Dataset excerpts on object pointing:
----------

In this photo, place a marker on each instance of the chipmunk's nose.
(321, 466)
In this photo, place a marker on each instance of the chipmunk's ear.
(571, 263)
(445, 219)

----------

| Exercise goal |
Every record shown above should be written out again exactly.

| Result below |
In this photo, place a marker on each instance of the chipmunk's nose.
(321, 466)
In this photo, place a marker on each instance of the chipmunk's ear.
(571, 263)
(445, 219)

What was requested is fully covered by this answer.